Dataset entries
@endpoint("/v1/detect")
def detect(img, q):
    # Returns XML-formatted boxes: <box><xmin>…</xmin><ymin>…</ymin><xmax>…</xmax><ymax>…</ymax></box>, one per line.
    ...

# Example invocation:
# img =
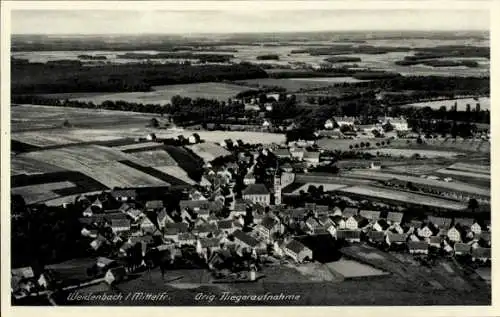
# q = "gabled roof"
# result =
<box><xmin>453</xmin><ymin>242</ymin><xmax>472</xmax><ymax>253</ymax></box>
<box><xmin>145</xmin><ymin>200</ymin><xmax>163</xmax><ymax>209</ymax></box>
<box><xmin>233</xmin><ymin>230</ymin><xmax>260</xmax><ymax>247</ymax></box>
<box><xmin>408</xmin><ymin>240</ymin><xmax>429</xmax><ymax>250</ymax></box>
<box><xmin>285</xmin><ymin>240</ymin><xmax>308</xmax><ymax>254</ymax></box>
<box><xmin>337</xmin><ymin>230</ymin><xmax>361</xmax><ymax>239</ymax></box>
<box><xmin>368</xmin><ymin>230</ymin><xmax>385</xmax><ymax>242</ymax></box>
<box><xmin>472</xmin><ymin>247</ymin><xmax>491</xmax><ymax>258</ymax></box>
<box><xmin>111</xmin><ymin>189</ymin><xmax>137</xmax><ymax>198</ymax></box>
<box><xmin>242</xmin><ymin>184</ymin><xmax>269</xmax><ymax>196</ymax></box>
<box><xmin>387</xmin><ymin>211</ymin><xmax>403</xmax><ymax>223</ymax></box>
<box><xmin>260</xmin><ymin>217</ymin><xmax>278</xmax><ymax>230</ymax></box>
<box><xmin>200</xmin><ymin>238</ymin><xmax>220</xmax><ymax>248</ymax></box>
<box><xmin>342</xmin><ymin>207</ymin><xmax>358</xmax><ymax>218</ymax></box>
<box><xmin>217</xmin><ymin>220</ymin><xmax>234</xmax><ymax>229</ymax></box>
<box><xmin>111</xmin><ymin>219</ymin><xmax>130</xmax><ymax>227</ymax></box>
<box><xmin>427</xmin><ymin>216</ymin><xmax>452</xmax><ymax>227</ymax></box>
<box><xmin>387</xmin><ymin>232</ymin><xmax>408</xmax><ymax>242</ymax></box>
<box><xmin>179</xmin><ymin>200</ymin><xmax>210</xmax><ymax>210</ymax></box>
<box><xmin>455</xmin><ymin>218</ymin><xmax>474</xmax><ymax>227</ymax></box>
<box><xmin>359</xmin><ymin>210</ymin><xmax>380</xmax><ymax>220</ymax></box>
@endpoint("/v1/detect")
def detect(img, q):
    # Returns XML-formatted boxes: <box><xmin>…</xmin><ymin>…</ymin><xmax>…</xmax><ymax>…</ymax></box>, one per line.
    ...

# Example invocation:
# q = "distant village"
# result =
<box><xmin>11</xmin><ymin>128</ymin><xmax>491</xmax><ymax>298</ymax></box>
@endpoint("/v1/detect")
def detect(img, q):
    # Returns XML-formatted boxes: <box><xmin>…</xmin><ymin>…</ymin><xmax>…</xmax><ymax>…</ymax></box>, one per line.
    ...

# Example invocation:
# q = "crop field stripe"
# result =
<box><xmin>10</xmin><ymin>171</ymin><xmax>108</xmax><ymax>191</ymax></box>
<box><xmin>120</xmin><ymin>160</ymin><xmax>189</xmax><ymax>186</ymax></box>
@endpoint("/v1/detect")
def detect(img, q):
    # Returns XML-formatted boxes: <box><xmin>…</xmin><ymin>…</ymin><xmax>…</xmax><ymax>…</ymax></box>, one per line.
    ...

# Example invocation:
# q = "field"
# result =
<box><xmin>363</xmin><ymin>148</ymin><xmax>463</xmax><ymax>158</ymax></box>
<box><xmin>234</xmin><ymin>77</ymin><xmax>361</xmax><ymax>92</ymax></box>
<box><xmin>342</xmin><ymin>170</ymin><xmax>490</xmax><ymax>196</ymax></box>
<box><xmin>326</xmin><ymin>259</ymin><xmax>387</xmax><ymax>279</ymax></box>
<box><xmin>129</xmin><ymin>150</ymin><xmax>177</xmax><ymax>167</ymax></box>
<box><xmin>11</xmin><ymin>181</ymin><xmax>75</xmax><ymax>204</ymax></box>
<box><xmin>62</xmin><ymin>83</ymin><xmax>249</xmax><ymax>104</ymax></box>
<box><xmin>291</xmin><ymin>183</ymin><xmax>347</xmax><ymax>195</ymax></box>
<box><xmin>187</xmin><ymin>142</ymin><xmax>231</xmax><ymax>162</ymax></box>
<box><xmin>11</xmin><ymin>105</ymin><xmax>155</xmax><ymax>134</ymax></box>
<box><xmin>338</xmin><ymin>185</ymin><xmax>467</xmax><ymax>211</ymax></box>
<box><xmin>18</xmin><ymin>146</ymin><xmax>168</xmax><ymax>188</ymax></box>
<box><xmin>405</xmin><ymin>97</ymin><xmax>491</xmax><ymax>111</ymax></box>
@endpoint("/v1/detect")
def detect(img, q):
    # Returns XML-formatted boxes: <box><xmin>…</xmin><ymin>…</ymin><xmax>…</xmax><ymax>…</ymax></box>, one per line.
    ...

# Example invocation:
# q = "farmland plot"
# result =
<box><xmin>67</xmin><ymin>83</ymin><xmax>248</xmax><ymax>104</ymax></box>
<box><xmin>128</xmin><ymin>150</ymin><xmax>177</xmax><ymax>167</ymax></box>
<box><xmin>11</xmin><ymin>181</ymin><xmax>75</xmax><ymax>204</ymax></box>
<box><xmin>338</xmin><ymin>185</ymin><xmax>467</xmax><ymax>210</ymax></box>
<box><xmin>187</xmin><ymin>142</ymin><xmax>231</xmax><ymax>162</ymax></box>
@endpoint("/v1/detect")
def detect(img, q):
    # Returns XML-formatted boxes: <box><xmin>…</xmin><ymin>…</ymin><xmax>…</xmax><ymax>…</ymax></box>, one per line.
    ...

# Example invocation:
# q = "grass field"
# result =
<box><xmin>63</xmin><ymin>83</ymin><xmax>249</xmax><ymax>104</ymax></box>
<box><xmin>187</xmin><ymin>142</ymin><xmax>231</xmax><ymax>162</ymax></box>
<box><xmin>11</xmin><ymin>105</ymin><xmax>155</xmax><ymax>132</ymax></box>
<box><xmin>363</xmin><ymin>148</ymin><xmax>463</xmax><ymax>158</ymax></box>
<box><xmin>11</xmin><ymin>181</ymin><xmax>75</xmax><ymax>204</ymax></box>
<box><xmin>326</xmin><ymin>259</ymin><xmax>388</xmax><ymax>279</ymax></box>
<box><xmin>406</xmin><ymin>97</ymin><xmax>491</xmax><ymax>111</ymax></box>
<box><xmin>342</xmin><ymin>170</ymin><xmax>491</xmax><ymax>196</ymax></box>
<box><xmin>338</xmin><ymin>185</ymin><xmax>467</xmax><ymax>210</ymax></box>
<box><xmin>234</xmin><ymin>77</ymin><xmax>357</xmax><ymax>92</ymax></box>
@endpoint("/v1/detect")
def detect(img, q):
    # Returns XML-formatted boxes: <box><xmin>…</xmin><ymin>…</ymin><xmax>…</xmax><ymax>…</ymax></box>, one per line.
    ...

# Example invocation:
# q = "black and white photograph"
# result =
<box><xmin>2</xmin><ymin>1</ymin><xmax>493</xmax><ymax>307</ymax></box>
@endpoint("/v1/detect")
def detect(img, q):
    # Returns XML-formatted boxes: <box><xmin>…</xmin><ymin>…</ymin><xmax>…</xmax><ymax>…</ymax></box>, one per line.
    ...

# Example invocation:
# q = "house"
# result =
<box><xmin>429</xmin><ymin>236</ymin><xmax>444</xmax><ymax>249</ymax></box>
<box><xmin>217</xmin><ymin>220</ymin><xmax>238</xmax><ymax>234</ymax></box>
<box><xmin>373</xmin><ymin>219</ymin><xmax>389</xmax><ymax>231</ymax></box>
<box><xmin>453</xmin><ymin>242</ymin><xmax>472</xmax><ymax>255</ymax></box>
<box><xmin>303</xmin><ymin>151</ymin><xmax>319</xmax><ymax>165</ymax></box>
<box><xmin>342</xmin><ymin>207</ymin><xmax>358</xmax><ymax>219</ymax></box>
<box><xmin>192</xmin><ymin>223</ymin><xmax>218</xmax><ymax>238</ymax></box>
<box><xmin>104</xmin><ymin>266</ymin><xmax>127</xmax><ymax>284</ymax></box>
<box><xmin>111</xmin><ymin>219</ymin><xmax>130</xmax><ymax>233</ymax></box>
<box><xmin>324</xmin><ymin>119</ymin><xmax>335</xmax><ymax>130</ymax></box>
<box><xmin>145</xmin><ymin>200</ymin><xmax>164</xmax><ymax>211</ymax></box>
<box><xmin>345</xmin><ymin>215</ymin><xmax>358</xmax><ymax>230</ymax></box>
<box><xmin>139</xmin><ymin>217</ymin><xmax>156</xmax><ymax>232</ymax></box>
<box><xmin>243</xmin><ymin>171</ymin><xmax>255</xmax><ymax>185</ymax></box>
<box><xmin>455</xmin><ymin>218</ymin><xmax>475</xmax><ymax>228</ymax></box>
<box><xmin>407</xmin><ymin>241</ymin><xmax>429</xmax><ymax>254</ymax></box>
<box><xmin>368</xmin><ymin>230</ymin><xmax>386</xmax><ymax>244</ymax></box>
<box><xmin>177</xmin><ymin>232</ymin><xmax>196</xmax><ymax>246</ymax></box>
<box><xmin>386</xmin><ymin>231</ymin><xmax>408</xmax><ymax>246</ymax></box>
<box><xmin>290</xmin><ymin>148</ymin><xmax>305</xmax><ymax>161</ymax></box>
<box><xmin>470</xmin><ymin>221</ymin><xmax>482</xmax><ymax>235</ymax></box>
<box><xmin>472</xmin><ymin>247</ymin><xmax>491</xmax><ymax>262</ymax></box>
<box><xmin>156</xmin><ymin>209</ymin><xmax>175</xmax><ymax>229</ymax></box>
<box><xmin>255</xmin><ymin>217</ymin><xmax>280</xmax><ymax>240</ymax></box>
<box><xmin>446</xmin><ymin>227</ymin><xmax>462</xmax><ymax>242</ymax></box>
<box><xmin>359</xmin><ymin>210</ymin><xmax>380</xmax><ymax>221</ymax></box>
<box><xmin>427</xmin><ymin>216</ymin><xmax>452</xmax><ymax>229</ymax></box>
<box><xmin>233</xmin><ymin>229</ymin><xmax>266</xmax><ymax>250</ymax></box>
<box><xmin>417</xmin><ymin>225</ymin><xmax>434</xmax><ymax>238</ymax></box>
<box><xmin>282</xmin><ymin>240</ymin><xmax>313</xmax><ymax>263</ymax></box>
<box><xmin>337</xmin><ymin>229</ymin><xmax>361</xmax><ymax>242</ymax></box>
<box><xmin>333</xmin><ymin>116</ymin><xmax>356</xmax><ymax>127</ymax></box>
<box><xmin>273</xmin><ymin>148</ymin><xmax>292</xmax><ymax>159</ymax></box>
<box><xmin>242</xmin><ymin>184</ymin><xmax>271</xmax><ymax>205</ymax></box>
<box><xmin>387</xmin><ymin>211</ymin><xmax>403</xmax><ymax>224</ymax></box>
<box><xmin>111</xmin><ymin>189</ymin><xmax>137</xmax><ymax>202</ymax></box>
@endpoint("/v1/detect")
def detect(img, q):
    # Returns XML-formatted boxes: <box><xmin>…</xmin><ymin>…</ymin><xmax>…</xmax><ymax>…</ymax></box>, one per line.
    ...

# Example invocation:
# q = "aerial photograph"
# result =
<box><xmin>7</xmin><ymin>7</ymin><xmax>492</xmax><ymax>306</ymax></box>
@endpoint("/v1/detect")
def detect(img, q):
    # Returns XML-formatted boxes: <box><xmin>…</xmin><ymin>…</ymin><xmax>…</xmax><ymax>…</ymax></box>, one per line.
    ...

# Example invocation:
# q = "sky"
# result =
<box><xmin>11</xmin><ymin>10</ymin><xmax>490</xmax><ymax>34</ymax></box>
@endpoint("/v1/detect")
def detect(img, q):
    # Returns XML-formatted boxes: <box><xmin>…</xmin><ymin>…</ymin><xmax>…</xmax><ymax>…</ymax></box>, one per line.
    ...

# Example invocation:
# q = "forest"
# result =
<box><xmin>11</xmin><ymin>63</ymin><xmax>268</xmax><ymax>95</ymax></box>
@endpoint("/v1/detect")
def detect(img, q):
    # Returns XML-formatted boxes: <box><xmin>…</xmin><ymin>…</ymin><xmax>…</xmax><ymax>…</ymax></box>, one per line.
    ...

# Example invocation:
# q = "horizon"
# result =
<box><xmin>11</xmin><ymin>9</ymin><xmax>490</xmax><ymax>36</ymax></box>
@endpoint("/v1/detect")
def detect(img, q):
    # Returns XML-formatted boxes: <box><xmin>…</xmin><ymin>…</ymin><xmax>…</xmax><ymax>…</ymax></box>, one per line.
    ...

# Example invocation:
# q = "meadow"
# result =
<box><xmin>338</xmin><ymin>185</ymin><xmax>467</xmax><ymax>211</ymax></box>
<box><xmin>67</xmin><ymin>82</ymin><xmax>249</xmax><ymax>104</ymax></box>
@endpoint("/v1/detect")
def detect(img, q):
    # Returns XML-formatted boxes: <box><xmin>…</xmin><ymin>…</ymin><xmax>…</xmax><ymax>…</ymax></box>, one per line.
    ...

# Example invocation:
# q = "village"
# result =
<box><xmin>11</xmin><ymin>118</ymin><xmax>491</xmax><ymax>299</ymax></box>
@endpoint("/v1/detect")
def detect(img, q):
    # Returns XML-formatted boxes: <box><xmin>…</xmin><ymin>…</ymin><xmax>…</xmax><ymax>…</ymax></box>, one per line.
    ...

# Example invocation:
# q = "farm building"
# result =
<box><xmin>407</xmin><ymin>241</ymin><xmax>429</xmax><ymax>254</ymax></box>
<box><xmin>242</xmin><ymin>184</ymin><xmax>271</xmax><ymax>205</ymax></box>
<box><xmin>282</xmin><ymin>240</ymin><xmax>313</xmax><ymax>263</ymax></box>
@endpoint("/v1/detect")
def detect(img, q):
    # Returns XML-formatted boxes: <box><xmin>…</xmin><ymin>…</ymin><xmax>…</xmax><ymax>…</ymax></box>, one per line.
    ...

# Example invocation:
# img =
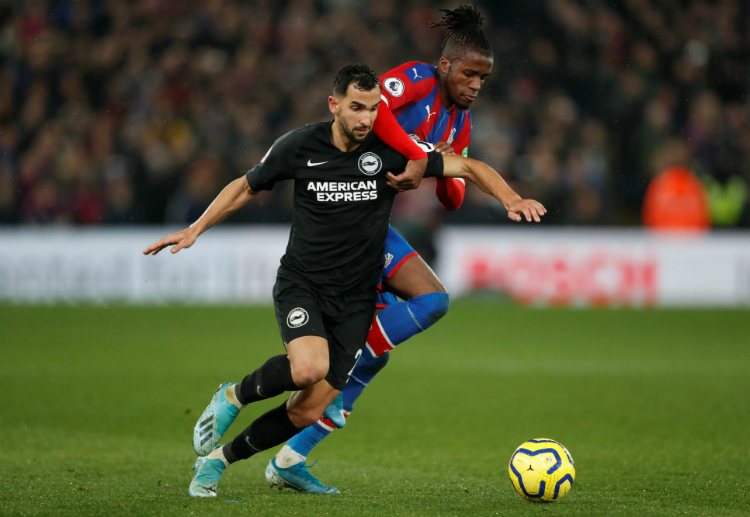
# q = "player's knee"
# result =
<box><xmin>352</xmin><ymin>352</ymin><xmax>391</xmax><ymax>375</ymax></box>
<box><xmin>292</xmin><ymin>361</ymin><xmax>328</xmax><ymax>388</ymax></box>
<box><xmin>408</xmin><ymin>292</ymin><xmax>450</xmax><ymax>330</ymax></box>
<box><xmin>287</xmin><ymin>406</ymin><xmax>325</xmax><ymax>429</ymax></box>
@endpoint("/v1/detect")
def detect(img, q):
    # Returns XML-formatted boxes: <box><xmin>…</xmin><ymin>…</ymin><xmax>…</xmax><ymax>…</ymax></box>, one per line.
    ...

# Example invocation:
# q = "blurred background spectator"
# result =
<box><xmin>0</xmin><ymin>0</ymin><xmax>750</xmax><ymax>232</ymax></box>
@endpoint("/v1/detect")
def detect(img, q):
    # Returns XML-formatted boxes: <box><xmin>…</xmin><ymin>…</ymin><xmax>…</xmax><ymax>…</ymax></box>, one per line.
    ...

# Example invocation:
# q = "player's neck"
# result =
<box><xmin>331</xmin><ymin>120</ymin><xmax>360</xmax><ymax>153</ymax></box>
<box><xmin>438</xmin><ymin>80</ymin><xmax>455</xmax><ymax>111</ymax></box>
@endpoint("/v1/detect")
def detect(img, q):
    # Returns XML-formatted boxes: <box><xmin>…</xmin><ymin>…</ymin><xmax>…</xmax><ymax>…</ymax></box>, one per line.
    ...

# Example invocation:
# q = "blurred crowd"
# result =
<box><xmin>0</xmin><ymin>0</ymin><xmax>750</xmax><ymax>227</ymax></box>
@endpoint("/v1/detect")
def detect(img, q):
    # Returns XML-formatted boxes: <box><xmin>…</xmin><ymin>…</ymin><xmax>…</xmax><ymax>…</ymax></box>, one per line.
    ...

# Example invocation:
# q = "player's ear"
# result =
<box><xmin>328</xmin><ymin>95</ymin><xmax>339</xmax><ymax>117</ymax></box>
<box><xmin>438</xmin><ymin>56</ymin><xmax>451</xmax><ymax>76</ymax></box>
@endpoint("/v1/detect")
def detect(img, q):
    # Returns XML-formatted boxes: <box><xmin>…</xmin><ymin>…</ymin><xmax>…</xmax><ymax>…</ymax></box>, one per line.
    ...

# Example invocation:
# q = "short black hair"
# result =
<box><xmin>430</xmin><ymin>5</ymin><xmax>492</xmax><ymax>61</ymax></box>
<box><xmin>333</xmin><ymin>64</ymin><xmax>380</xmax><ymax>95</ymax></box>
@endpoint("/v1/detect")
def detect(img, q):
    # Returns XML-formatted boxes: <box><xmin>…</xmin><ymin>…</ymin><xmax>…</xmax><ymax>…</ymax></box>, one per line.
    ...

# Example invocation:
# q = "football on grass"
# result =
<box><xmin>508</xmin><ymin>438</ymin><xmax>576</xmax><ymax>503</ymax></box>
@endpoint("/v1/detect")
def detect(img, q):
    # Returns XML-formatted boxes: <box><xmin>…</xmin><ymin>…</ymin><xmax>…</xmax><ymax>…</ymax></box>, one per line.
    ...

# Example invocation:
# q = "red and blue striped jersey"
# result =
<box><xmin>380</xmin><ymin>61</ymin><xmax>471</xmax><ymax>155</ymax></box>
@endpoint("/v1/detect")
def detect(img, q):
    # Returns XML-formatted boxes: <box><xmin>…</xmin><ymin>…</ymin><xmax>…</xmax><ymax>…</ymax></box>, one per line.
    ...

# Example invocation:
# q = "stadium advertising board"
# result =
<box><xmin>0</xmin><ymin>226</ymin><xmax>750</xmax><ymax>307</ymax></box>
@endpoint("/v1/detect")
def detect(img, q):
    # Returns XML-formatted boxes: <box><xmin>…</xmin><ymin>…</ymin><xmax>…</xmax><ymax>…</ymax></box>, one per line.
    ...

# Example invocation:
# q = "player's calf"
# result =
<box><xmin>362</xmin><ymin>292</ymin><xmax>450</xmax><ymax>359</ymax></box>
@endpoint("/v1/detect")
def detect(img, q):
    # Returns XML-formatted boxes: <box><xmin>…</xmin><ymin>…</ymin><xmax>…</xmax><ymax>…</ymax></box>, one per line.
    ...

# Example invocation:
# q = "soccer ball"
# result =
<box><xmin>508</xmin><ymin>438</ymin><xmax>576</xmax><ymax>503</ymax></box>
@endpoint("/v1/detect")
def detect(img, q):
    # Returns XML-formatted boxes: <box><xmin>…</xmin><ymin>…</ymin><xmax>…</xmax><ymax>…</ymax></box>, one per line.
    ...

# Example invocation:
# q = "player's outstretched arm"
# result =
<box><xmin>372</xmin><ymin>102</ymin><xmax>427</xmax><ymax>192</ymax></box>
<box><xmin>443</xmin><ymin>155</ymin><xmax>547</xmax><ymax>223</ymax></box>
<box><xmin>143</xmin><ymin>176</ymin><xmax>257</xmax><ymax>255</ymax></box>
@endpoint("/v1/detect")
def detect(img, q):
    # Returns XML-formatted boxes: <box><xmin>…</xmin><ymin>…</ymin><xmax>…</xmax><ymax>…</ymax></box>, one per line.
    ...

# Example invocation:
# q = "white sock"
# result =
<box><xmin>207</xmin><ymin>447</ymin><xmax>229</xmax><ymax>468</ymax></box>
<box><xmin>224</xmin><ymin>384</ymin><xmax>245</xmax><ymax>409</ymax></box>
<box><xmin>276</xmin><ymin>445</ymin><xmax>306</xmax><ymax>469</ymax></box>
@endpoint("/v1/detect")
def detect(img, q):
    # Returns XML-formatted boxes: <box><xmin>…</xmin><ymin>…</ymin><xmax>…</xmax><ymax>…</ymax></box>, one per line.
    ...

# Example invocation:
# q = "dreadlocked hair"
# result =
<box><xmin>430</xmin><ymin>5</ymin><xmax>492</xmax><ymax>60</ymax></box>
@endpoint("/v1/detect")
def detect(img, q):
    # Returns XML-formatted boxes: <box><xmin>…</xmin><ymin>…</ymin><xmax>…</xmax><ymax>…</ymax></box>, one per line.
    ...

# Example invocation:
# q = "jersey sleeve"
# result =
<box><xmin>417</xmin><ymin>141</ymin><xmax>443</xmax><ymax>178</ymax></box>
<box><xmin>435</xmin><ymin>112</ymin><xmax>472</xmax><ymax>212</ymax></box>
<box><xmin>245</xmin><ymin>132</ymin><xmax>296</xmax><ymax>192</ymax></box>
<box><xmin>380</xmin><ymin>61</ymin><xmax>436</xmax><ymax>114</ymax></box>
<box><xmin>372</xmin><ymin>103</ymin><xmax>427</xmax><ymax>160</ymax></box>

### Required work
Locate every line in the rows above that contains the string "player" and copy each of those lines.

### Task solution
# q = "player's knee"
# q = "player's neck"
# q = "player's ear"
# q = "player's calf"
# q = "player's outstretched arm"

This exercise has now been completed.